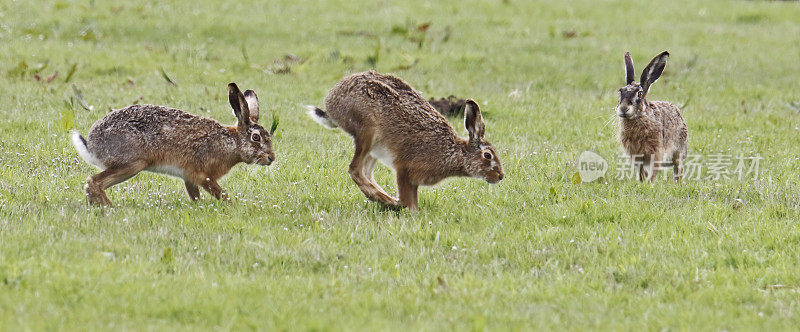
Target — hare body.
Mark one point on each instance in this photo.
(169, 141)
(652, 133)
(390, 122)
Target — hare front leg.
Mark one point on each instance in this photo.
(654, 166)
(214, 189)
(407, 190)
(98, 183)
(192, 190)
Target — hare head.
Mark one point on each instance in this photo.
(255, 141)
(482, 161)
(632, 95)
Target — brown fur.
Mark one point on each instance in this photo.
(652, 133)
(166, 140)
(387, 117)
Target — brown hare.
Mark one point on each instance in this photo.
(165, 140)
(652, 133)
(391, 122)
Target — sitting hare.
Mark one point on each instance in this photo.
(652, 133)
(164, 140)
(391, 122)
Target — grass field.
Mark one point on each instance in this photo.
(300, 248)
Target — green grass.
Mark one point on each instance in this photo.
(300, 248)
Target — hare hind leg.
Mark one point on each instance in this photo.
(361, 166)
(369, 166)
(407, 190)
(192, 190)
(98, 183)
(677, 166)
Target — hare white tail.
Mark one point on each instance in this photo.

** GIVEN PROBLEM **
Print all of the lines above verbatim, in their original order, and omit the picture.

** COMPLETED TASK **
Target — hare body.
Mark one point on each instance in this photo.
(169, 141)
(652, 133)
(390, 122)
Target — hare front leg.
Mark one point on each instance in this photo.
(654, 166)
(214, 189)
(407, 190)
(98, 183)
(192, 190)
Target — hare head.
Mark one point on each instance in this photo.
(255, 141)
(482, 161)
(632, 95)
Target — brown fur.
Mark one point on each instance in this photo.
(652, 133)
(166, 140)
(387, 117)
Target — brown hare.
Mark one point on each instance in this photo.
(165, 140)
(652, 133)
(391, 122)
Target — sitting hare.
Mark one point on each instance in this photo.
(652, 133)
(164, 140)
(391, 122)
Target — grass field.
Mark one point on each instance in this photo.
(300, 248)
Target — green grass.
Mark one point on each instance in this photo.
(300, 248)
Target — hare hind leg.
Mark one point on each instance in this photo.
(361, 166)
(369, 166)
(407, 190)
(192, 190)
(98, 183)
(677, 166)
Target — hare white tail.
Mark one point on each instance in this photo.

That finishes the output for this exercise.